= Brano da leggere =
* * *

Ed ecco allora la richiesta del ver.5: “Ritorna, Signore, libera la mia vita, salvami per la tua misericordia”. Dunque ci sono le colpe e ci sono i nemici, ma l’attenzione fondamentale del Salmo è rivolta alla relazione-non relazione con Dio. Ma la non-relazione con Dio è morte! Ecco tutta la forza drammatica del ver.6: “Nessuno tra i morti ti ricorda. Chi negli inferi canta le tue lodi”. Dunque fa parte dell’esperienza del credente la collocazione nella morte. La solitudine è morte. L’assenza di Dio è morte. Se Dio ci lascia in questa “morte”, chi canta le sue lodi? La provocazione è assoluta! Anche Dio resta solo, se nessuno lo invoca?
I vers.7-8 sono la descrizione drammatica di una vita immersa nel pianto e di occhi consumati, invecchiati nel dolore.
Ai vers.9 e 11 compaiono i “nemici” che forse qui non sono come abbiamo visto nei salmi precedenti le potenze che aggrediscono e imprigionano nel male. Forse qui i nemici sono quelli che vogliono convincere il credente della sua solitudine rispetto a Dio. Che vogliono quindi spegnere la preghiera, e con essa la speranza. Infatti il ver.10 sembra un grido che a questa ipotesi si ribella: “Il Signore ascolta la mia supplica, il Signore accoglie la mia preghiera”. E’ dunque una situazione, ed è una preghiera, che sembra alludere all’angoscia del Getsemani, come esperienza anticipata della morte. E come angosciata connessione tra la morte e l’eventualità che Dio ci abbia abbandonati.
Così, possiamo accogliere con attenta gratitudine quello che Gesù rivela e attua pienamente, e cioè l’evento pasquale come esperienza fondamentale del credente. Ogni azione divina è liberazione dalla solitudine e dalla morte. E’ principio di vita nuova dove il male e la morte sono vinti. Quando il credente si volge indietro nella memoria della sua vita, coglie come “morte” la sua condizione di vita prima dell’evento di salvezza che dalla signorìa del male e della morte lo ha strappato.
Dio ti benedica. E tu benedicimi. Tuo. Giovanni.
Il povero orante di oggi sembra essere una persona malata. Una traduzione rende più evidente lo stato in cui egli si trova: ha svenimenti (trad. CEI: “sono sfinito”), ha le ossa slogate (CEI: “tremano le mie ossa”), e le ossa sono il sostegno di tutto il corpo; ha l’affanno e gli manca il respiro (CEI: “trema tutta l’anima mia”), e il respiro è la nostra vita! C’è il pianto della notte, c’è la solitudine e si affaccia l’idea della morte… Ci sono anche le colpe commesse, come sembra di capire dai primi versetti. Cosa può chiedere a Dio il povero orante? “Via da me” tutti questi nemici: malattia, dolore, depressione, solitudine, colpe commesse, gente che mi critica e mi osteggia… Signore, salva la mia vita…! –
“Il Signore ha esaudito la mia supplica, / il Signore ha accolto la mia preghiera”(v.10).

* * *

= Dati forniti =
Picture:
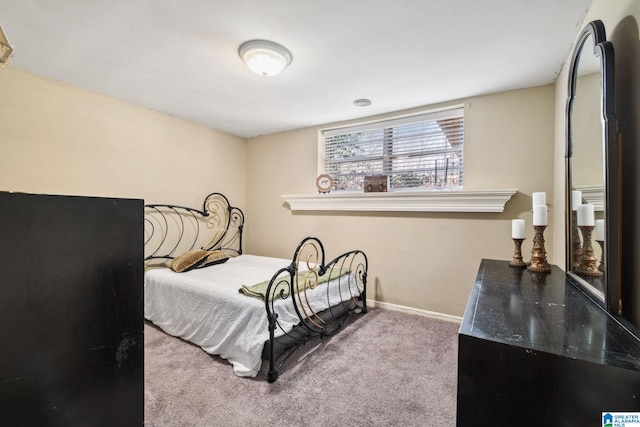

* * *

= Compito =
Nel brano da leggere, quale traduzione rende con le parole "sono sfinito" gli svenimenti dell'orante?

= Soluzione =
La traduzione CEI.